(Task instructions)
Please pull out every line in the entries below that contains the string "shirt" and copy each of those lines in full.

(Extracted material)
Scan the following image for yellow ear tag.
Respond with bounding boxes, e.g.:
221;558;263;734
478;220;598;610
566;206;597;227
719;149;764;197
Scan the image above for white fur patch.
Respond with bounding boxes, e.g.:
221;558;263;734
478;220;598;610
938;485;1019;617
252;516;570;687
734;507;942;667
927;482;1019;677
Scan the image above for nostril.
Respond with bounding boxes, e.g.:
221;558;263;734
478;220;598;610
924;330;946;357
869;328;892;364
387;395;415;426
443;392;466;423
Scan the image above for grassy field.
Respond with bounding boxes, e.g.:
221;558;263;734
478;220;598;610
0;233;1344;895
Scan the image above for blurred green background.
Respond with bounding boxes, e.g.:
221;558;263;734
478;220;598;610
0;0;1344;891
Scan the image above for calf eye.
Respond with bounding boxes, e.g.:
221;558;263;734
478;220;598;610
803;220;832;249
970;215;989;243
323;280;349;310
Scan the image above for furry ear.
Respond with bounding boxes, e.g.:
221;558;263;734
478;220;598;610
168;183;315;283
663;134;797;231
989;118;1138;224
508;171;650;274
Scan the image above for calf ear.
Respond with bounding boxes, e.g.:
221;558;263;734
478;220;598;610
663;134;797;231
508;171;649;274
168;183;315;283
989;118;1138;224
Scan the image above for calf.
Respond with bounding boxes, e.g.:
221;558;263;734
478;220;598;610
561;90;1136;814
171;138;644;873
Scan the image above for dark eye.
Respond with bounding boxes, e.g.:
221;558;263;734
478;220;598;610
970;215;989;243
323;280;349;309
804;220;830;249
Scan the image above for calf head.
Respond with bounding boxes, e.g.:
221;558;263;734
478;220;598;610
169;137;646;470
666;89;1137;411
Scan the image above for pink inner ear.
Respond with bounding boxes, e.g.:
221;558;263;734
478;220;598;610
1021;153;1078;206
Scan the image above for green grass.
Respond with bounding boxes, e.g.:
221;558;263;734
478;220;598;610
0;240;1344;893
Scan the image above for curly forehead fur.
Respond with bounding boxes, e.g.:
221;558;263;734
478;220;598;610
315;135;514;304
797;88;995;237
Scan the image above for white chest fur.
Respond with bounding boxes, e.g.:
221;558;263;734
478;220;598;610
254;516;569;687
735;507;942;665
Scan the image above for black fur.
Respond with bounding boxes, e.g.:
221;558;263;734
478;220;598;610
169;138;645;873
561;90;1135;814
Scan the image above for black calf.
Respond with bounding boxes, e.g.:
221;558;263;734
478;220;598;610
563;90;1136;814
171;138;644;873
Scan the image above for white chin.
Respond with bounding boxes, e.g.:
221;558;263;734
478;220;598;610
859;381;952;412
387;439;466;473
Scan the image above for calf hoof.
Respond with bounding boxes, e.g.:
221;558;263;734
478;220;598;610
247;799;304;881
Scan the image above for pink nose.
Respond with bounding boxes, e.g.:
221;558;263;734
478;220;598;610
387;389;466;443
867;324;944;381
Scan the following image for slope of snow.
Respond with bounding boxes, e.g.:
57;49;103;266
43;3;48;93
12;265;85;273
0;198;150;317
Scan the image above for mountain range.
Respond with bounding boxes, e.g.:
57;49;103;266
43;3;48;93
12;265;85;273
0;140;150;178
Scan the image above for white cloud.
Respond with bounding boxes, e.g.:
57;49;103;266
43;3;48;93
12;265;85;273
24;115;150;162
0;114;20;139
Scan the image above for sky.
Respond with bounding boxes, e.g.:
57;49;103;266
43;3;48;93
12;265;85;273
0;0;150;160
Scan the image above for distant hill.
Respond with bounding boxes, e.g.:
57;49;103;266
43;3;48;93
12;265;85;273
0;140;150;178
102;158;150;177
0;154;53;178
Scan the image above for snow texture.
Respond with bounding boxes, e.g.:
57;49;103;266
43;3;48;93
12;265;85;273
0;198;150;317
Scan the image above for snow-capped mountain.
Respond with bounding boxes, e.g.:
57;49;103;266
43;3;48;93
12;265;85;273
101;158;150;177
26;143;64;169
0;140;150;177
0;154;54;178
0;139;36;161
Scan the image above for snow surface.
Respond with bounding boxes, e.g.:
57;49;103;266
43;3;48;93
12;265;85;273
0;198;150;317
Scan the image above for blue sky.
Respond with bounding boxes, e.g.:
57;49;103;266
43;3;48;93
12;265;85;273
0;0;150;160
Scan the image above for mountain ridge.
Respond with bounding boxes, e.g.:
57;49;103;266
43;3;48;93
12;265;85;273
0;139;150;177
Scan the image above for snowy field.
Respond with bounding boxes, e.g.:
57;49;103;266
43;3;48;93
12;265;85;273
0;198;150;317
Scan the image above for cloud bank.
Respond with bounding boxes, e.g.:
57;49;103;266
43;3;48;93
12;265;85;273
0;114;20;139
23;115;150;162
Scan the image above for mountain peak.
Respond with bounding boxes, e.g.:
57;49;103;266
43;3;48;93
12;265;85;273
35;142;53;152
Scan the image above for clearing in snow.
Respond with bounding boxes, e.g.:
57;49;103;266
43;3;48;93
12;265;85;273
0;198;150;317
--
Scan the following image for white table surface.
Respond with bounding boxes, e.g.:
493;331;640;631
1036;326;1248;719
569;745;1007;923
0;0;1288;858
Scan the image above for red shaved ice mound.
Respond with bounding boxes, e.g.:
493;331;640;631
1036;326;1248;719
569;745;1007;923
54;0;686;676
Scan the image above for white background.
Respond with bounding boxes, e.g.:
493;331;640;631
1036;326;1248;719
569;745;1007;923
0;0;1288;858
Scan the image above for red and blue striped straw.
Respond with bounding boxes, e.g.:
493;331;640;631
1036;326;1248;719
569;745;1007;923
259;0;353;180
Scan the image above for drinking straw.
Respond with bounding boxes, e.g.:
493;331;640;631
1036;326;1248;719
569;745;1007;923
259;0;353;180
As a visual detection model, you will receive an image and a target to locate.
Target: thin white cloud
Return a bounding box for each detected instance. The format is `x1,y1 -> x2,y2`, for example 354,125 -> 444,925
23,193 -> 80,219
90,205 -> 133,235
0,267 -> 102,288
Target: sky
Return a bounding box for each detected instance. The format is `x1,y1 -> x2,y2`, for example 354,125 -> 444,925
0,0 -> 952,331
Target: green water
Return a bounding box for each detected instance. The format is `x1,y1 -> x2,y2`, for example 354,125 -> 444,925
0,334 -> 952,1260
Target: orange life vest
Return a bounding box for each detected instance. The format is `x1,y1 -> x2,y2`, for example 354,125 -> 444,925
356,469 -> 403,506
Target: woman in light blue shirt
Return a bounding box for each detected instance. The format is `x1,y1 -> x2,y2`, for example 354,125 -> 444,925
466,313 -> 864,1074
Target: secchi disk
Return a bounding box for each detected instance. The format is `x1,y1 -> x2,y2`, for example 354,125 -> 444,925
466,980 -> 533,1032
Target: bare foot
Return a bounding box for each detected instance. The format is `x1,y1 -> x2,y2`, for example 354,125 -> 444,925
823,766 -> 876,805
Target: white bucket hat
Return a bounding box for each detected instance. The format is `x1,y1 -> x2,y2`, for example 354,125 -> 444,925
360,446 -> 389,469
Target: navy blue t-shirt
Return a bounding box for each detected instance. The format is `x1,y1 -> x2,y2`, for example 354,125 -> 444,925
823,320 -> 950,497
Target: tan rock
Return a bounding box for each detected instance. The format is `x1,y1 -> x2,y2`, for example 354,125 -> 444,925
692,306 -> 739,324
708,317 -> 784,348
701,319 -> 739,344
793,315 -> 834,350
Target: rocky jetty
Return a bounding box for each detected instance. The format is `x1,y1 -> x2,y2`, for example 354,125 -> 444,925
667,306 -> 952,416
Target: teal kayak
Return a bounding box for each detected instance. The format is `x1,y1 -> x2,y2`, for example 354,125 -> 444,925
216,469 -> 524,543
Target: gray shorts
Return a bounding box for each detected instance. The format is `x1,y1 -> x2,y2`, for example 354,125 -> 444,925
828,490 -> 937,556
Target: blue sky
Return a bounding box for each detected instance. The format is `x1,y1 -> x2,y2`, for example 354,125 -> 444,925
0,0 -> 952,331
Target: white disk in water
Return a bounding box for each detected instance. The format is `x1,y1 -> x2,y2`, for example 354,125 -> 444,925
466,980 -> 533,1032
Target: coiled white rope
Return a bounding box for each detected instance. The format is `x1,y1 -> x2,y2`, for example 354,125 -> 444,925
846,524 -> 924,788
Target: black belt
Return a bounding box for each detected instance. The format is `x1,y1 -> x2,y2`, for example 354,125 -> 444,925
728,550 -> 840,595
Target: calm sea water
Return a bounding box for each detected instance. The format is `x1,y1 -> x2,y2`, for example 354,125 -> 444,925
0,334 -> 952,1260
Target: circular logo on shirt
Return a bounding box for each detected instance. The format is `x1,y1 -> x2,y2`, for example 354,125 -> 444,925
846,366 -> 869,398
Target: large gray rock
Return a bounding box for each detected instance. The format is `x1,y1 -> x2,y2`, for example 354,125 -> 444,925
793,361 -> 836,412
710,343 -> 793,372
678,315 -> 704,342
--
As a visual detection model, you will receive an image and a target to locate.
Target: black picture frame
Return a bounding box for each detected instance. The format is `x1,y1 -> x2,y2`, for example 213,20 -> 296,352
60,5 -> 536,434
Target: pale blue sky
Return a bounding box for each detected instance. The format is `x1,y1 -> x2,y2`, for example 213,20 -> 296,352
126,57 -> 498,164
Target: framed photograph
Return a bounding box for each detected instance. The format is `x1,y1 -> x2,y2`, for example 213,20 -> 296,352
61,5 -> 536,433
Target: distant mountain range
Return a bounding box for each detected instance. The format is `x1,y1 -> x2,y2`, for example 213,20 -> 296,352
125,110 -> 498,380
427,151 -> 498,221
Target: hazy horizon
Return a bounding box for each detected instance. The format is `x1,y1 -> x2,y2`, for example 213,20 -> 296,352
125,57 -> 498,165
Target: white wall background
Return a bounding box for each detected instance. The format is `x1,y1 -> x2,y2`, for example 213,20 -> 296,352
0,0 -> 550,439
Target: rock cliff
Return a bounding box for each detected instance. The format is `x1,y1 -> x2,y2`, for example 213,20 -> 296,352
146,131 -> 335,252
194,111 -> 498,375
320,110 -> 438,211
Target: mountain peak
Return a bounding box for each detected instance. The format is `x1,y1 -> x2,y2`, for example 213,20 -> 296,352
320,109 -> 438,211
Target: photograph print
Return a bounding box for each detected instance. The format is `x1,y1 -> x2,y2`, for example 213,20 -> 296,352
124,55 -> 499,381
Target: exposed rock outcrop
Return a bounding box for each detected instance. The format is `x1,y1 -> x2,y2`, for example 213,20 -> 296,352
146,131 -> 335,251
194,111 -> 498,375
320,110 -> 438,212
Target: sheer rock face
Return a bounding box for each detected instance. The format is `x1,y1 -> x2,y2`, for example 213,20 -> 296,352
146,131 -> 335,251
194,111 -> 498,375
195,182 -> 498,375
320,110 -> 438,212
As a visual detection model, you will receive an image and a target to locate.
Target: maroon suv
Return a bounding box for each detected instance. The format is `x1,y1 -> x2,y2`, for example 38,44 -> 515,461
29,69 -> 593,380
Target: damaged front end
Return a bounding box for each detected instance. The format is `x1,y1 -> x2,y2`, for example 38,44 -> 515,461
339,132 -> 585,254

(Response)
Target: woman in light blue shirt
Target: navy blue t-shirt
Target: circular logo on shirt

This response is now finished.